Problema
Nel testo sull'emergenza immigrazione, dove andrebbero creati i centri di selezione dei migranti e sotto quale bandiera?

Quindi, si dovrebbe prima stabilizzare il continente: ossia l’esatto contrario di quello che hanno sempre fatto i paesi occidentali, che, coi suddetti dittatorelli, fanno affari formidabili. Insomma, bisognerebbe invertire la rotazione terrestre, da un punto di vista geopolitico: campa cavallo! E, infine, c’è l’emergenza: grazie alle disastrose campagne euromericane, alle primavere arabe e a tutto l’assortimento di stati canaglia messi in piedi dalla Cia per giustificare il bilancio dell’Unione in materia di armamenti, noi l’Africa ce la troviamo alle porte, che freme, si agita ed urla, chiedendo di passare. E il problema è un problema italiano: non illudiamoci e non diamo retta alle fanfaluche del duo comico Mogherini & Renzi, che, in Europa, viene considerato per quello che è, ossia un gradino sotto Stanlio e Ollio e uno sopra i Fichi d’India.
L’Europa non è l’Italia, e le regole che si è data le fa rispettare: per i Francesi o gli Spagnoli, un clandestino è un clandestino e un rifugiato è un rifugiato. Siccome siamo noi la sponda di sbarco, siamo noi che dobbiamo, immediatamente e capillarmente, distinguere tra le due categorie, accogliendo e smistando nel continente i profughi e respingendo senza tentennamenti chi profugo non è: tutta la confusione semantica creata ad arte da certi politicanti, di sicuro, non aiuta a comprendere l’entità del problema. Però, rimandare a casa un esercito di clandestini non è praticabile oppure sarebbe costosissimo: quindi, si creino dei centri di selezione sulle sponde africane, sotto la bandiera dell’Onu. Così, almeno, avremmo la sensazione che il carrozzone nuovayorkese serva a qualcosa. Lì, si dovrebbero identificare tutti i migranti, definirne lo status, sottoporli a controlli medici e, nel caso, avviarli verso le nostre coste, da cui spiccherebbero il volo per le varie mete europee. Anche in questo caso, però, la logica si scontra con l’interesse di chi, sull’arrivo di milioni di poveracci, mangia, beve e gavazza, magari tenendoci sermoncini sulla bontà e l’accoglienza.
Dunque, concludendo, le soluzioni sono lì, da vedere: tra noi e loro, però, si erge un muro di sordidi interessi, nazionali, continentali e personali. In definitiva, l’emergenza immigrazione, per qualcuno è effettivamente un’opportunità, come ci vanno belando le vestali del terzomondismo: però, per tutto il resto degli Italiani è semplicemente la peggior catastrofe sociale che ci si sia presentata davanti, dal tempo di Alarico e di Alboino. Nel frattempo, mentre noi affondiamo, governati da un manipolo di inetti e di delinquenti, gli eredi di Confucio se la ridono, aspettando il momento buono per prendersi tutta la posta. La soluzione? Quella vera? Una rivoluzione culturale, direbbe Mao Dse Dong, che, non a caso, Confucio se l’era studiato per benino.

Righe estratte
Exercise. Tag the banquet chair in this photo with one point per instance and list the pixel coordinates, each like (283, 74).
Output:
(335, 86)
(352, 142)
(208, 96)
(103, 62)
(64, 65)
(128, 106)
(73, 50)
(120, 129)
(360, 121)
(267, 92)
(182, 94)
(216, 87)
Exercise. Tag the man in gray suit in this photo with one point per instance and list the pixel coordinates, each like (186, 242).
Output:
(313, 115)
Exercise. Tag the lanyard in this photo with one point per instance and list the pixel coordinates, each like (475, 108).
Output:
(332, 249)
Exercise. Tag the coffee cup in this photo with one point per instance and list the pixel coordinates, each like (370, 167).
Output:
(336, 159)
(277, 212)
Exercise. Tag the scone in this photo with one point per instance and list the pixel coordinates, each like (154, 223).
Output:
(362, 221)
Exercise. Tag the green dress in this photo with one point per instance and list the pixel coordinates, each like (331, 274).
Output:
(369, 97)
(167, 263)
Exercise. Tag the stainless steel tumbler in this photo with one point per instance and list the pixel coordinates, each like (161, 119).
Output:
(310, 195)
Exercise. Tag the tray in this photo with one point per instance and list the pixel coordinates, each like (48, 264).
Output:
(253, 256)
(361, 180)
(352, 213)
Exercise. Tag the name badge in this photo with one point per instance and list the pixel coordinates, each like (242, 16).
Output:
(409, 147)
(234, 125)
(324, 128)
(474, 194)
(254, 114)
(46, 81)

Risposta attesa
Sulle sponde africane, sotto la bandiera dell'Onu.